(Extracted records)
☆ ☆ ☆ ☆

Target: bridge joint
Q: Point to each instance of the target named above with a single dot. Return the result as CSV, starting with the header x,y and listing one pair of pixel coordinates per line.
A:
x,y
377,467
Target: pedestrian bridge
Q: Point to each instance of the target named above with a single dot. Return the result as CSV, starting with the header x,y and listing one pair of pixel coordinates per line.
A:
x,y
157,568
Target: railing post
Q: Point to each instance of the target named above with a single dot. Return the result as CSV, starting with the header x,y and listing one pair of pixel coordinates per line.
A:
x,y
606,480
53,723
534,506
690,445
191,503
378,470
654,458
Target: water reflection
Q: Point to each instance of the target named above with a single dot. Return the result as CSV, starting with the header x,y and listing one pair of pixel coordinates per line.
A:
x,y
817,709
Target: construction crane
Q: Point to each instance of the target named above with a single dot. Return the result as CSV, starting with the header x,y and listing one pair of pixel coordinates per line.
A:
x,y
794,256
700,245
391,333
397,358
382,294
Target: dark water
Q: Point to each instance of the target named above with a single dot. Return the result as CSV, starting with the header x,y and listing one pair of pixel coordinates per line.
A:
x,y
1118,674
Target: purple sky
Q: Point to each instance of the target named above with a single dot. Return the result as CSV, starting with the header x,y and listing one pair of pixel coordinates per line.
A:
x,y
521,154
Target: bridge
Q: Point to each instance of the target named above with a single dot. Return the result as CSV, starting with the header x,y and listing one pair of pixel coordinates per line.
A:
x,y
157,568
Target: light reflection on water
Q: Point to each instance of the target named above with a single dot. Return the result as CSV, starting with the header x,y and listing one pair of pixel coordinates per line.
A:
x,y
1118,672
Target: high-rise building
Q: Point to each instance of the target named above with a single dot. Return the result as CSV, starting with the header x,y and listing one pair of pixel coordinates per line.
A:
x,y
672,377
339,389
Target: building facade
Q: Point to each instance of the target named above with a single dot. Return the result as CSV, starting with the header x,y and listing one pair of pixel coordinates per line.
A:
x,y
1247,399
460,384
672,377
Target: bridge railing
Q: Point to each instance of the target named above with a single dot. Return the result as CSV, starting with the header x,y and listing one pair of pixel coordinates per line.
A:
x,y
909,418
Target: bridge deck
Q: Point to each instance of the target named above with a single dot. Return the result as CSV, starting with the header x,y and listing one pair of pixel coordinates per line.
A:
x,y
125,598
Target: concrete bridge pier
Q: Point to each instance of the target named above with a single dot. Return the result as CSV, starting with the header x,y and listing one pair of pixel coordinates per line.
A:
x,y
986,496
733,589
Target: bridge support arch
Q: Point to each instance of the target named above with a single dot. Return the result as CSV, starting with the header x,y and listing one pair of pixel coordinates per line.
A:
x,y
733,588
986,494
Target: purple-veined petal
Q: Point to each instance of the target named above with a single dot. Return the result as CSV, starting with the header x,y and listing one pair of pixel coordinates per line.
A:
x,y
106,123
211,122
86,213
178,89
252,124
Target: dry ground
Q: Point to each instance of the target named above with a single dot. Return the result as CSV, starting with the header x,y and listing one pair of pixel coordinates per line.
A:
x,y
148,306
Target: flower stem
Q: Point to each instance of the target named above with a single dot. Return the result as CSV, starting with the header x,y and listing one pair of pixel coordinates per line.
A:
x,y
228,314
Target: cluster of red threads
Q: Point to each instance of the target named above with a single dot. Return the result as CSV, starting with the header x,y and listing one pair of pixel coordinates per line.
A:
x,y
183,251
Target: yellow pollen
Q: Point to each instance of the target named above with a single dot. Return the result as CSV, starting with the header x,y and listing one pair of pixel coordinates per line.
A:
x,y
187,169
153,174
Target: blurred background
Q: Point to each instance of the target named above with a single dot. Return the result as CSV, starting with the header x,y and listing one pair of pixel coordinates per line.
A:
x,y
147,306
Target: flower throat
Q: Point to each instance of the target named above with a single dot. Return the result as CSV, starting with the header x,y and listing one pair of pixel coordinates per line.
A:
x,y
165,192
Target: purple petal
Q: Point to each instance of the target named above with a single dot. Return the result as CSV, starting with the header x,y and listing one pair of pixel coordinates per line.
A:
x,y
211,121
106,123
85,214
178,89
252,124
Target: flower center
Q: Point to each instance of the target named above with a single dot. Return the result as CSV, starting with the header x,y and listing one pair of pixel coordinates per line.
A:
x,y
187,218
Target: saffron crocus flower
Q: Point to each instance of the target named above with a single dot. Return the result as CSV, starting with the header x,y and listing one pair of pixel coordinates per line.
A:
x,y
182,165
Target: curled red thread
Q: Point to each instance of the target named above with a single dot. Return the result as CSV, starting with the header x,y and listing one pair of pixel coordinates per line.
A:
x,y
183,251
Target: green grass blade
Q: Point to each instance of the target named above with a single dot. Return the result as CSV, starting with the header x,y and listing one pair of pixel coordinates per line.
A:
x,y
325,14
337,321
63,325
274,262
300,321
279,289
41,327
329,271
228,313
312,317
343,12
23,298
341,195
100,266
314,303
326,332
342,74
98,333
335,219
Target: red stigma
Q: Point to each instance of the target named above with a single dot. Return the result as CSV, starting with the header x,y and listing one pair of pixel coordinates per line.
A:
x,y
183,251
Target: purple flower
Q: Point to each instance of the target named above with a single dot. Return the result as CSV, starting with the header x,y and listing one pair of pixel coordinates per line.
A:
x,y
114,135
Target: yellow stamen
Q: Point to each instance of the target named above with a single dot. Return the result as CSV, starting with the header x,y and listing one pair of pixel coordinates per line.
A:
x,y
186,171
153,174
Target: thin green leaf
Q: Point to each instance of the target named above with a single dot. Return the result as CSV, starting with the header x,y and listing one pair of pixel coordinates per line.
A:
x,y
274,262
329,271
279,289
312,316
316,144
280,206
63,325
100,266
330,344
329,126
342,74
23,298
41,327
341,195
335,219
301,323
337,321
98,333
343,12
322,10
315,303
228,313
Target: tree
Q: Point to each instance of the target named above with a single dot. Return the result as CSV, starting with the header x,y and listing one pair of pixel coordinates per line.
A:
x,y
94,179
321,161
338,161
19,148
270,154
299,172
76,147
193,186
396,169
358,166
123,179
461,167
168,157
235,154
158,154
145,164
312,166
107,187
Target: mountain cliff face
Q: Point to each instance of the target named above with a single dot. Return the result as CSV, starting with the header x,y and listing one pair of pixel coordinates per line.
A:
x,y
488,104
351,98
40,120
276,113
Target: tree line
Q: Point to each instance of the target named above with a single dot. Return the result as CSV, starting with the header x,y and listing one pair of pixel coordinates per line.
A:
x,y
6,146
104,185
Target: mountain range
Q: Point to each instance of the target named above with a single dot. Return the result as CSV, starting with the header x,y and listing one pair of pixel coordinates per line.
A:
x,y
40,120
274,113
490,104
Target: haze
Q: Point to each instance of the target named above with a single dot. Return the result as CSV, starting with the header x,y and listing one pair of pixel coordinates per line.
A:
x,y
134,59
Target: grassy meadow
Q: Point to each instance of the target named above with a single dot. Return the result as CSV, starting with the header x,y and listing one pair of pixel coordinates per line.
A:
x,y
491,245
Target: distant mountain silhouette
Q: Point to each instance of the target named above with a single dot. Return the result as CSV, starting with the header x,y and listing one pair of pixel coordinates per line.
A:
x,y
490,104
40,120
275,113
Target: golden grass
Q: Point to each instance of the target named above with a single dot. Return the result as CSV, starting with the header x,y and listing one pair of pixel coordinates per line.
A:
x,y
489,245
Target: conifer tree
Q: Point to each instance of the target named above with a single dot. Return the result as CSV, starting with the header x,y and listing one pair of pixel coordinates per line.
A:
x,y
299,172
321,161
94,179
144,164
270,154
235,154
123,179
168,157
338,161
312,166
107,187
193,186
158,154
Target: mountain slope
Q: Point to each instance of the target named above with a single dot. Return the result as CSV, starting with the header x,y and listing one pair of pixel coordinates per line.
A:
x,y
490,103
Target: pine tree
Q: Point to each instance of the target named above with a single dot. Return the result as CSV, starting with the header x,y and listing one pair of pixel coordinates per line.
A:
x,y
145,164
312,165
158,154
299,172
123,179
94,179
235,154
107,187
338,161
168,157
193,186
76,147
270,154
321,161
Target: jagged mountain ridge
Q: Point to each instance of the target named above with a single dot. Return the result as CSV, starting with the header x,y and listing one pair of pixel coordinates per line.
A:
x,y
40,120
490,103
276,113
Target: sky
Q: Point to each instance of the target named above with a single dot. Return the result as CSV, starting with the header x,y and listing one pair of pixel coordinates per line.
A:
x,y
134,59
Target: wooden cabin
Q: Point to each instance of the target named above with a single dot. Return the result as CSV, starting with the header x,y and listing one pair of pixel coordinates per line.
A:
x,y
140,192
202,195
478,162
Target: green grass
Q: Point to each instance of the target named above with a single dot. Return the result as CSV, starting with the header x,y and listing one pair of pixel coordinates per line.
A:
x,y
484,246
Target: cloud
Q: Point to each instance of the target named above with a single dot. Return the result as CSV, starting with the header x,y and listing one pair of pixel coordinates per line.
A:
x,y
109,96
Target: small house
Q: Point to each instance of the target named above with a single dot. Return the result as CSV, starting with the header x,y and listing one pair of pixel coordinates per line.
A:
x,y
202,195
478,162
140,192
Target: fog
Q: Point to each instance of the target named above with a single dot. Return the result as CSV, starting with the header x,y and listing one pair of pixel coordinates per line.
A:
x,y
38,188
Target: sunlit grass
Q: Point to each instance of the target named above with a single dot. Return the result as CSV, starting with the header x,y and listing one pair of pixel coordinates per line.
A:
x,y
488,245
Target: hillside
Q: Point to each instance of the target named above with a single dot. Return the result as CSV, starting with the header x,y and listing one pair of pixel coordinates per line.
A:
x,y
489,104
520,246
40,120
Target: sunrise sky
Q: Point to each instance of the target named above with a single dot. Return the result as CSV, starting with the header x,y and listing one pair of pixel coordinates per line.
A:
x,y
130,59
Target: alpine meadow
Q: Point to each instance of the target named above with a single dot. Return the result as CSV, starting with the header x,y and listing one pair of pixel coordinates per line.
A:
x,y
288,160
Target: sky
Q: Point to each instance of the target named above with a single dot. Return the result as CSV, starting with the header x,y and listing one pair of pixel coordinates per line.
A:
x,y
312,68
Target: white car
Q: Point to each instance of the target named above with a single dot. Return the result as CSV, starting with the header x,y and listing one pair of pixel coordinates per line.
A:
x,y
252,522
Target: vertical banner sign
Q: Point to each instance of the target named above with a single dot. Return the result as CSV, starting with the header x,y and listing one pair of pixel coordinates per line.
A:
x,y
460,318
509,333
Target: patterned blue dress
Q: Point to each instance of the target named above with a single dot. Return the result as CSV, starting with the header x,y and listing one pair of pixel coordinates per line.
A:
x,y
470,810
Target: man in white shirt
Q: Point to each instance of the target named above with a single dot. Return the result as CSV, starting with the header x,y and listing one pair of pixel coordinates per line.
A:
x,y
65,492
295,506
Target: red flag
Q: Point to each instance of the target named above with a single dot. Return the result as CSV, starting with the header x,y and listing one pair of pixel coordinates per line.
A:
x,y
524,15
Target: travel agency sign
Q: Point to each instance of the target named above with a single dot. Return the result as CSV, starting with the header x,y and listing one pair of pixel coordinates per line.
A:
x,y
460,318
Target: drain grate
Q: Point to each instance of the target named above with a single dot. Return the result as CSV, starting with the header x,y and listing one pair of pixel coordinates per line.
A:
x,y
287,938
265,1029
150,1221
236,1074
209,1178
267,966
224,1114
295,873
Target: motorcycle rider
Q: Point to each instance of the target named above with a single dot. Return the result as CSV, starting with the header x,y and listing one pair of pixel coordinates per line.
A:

☆ ☆ ☆ ☆

**Exercise brief:**
Starting at the line that contains "Target: vertical banner sign" and ending at the last line of the records, write out those lines again, changing every "single dot" to "single marker" and keeping everything else the same.

**Response below:**
Target: vertical banner sign
Q: Point to each instance of the target named above with a single marker. Return the result as CSV, starting with the header x,y and listing one pair of pixel coordinates per line.
A:
x,y
460,318
509,333
Target: patterned blue dress
Q: Point to each instance of the target named above with a single marker. Return the result as CSV, starting with the header x,y and listing one pair of pixel coordinates per line.
A:
x,y
470,810
Target: man in white shirt
Q: Point to each instance of the target named above with a single marker. Return the result as CSV, starting with the header x,y and listing one pair of pixel coordinates per line.
A:
x,y
65,492
295,506
Target: red flag
Q: Point to each instance of the target named above with a single marker. Return the result as CSV, starting with the header x,y and listing one pair of pixel coordinates per line.
A:
x,y
524,15
Target: travel agency sign
Q: Point to each instance of the target named above with a single marker. Return the result as CSV, starting with the header x,y and listing one pair of pixel coordinates per line.
A:
x,y
460,318
Target: drain grate
Q: Point to each instance of the target named above with a single marker. Return the result as CSV, starting with the header x,y and listing one pair of pixel coordinates per line.
A:
x,y
287,938
265,1029
150,1221
236,1074
209,1178
267,966
224,1114
295,873
Target: motorcycle rider
Q: Point to each instance of the target named above with a single marker. Return the result as CSV, starting with the header x,y and listing one pair of pixel coordinates per line.
A:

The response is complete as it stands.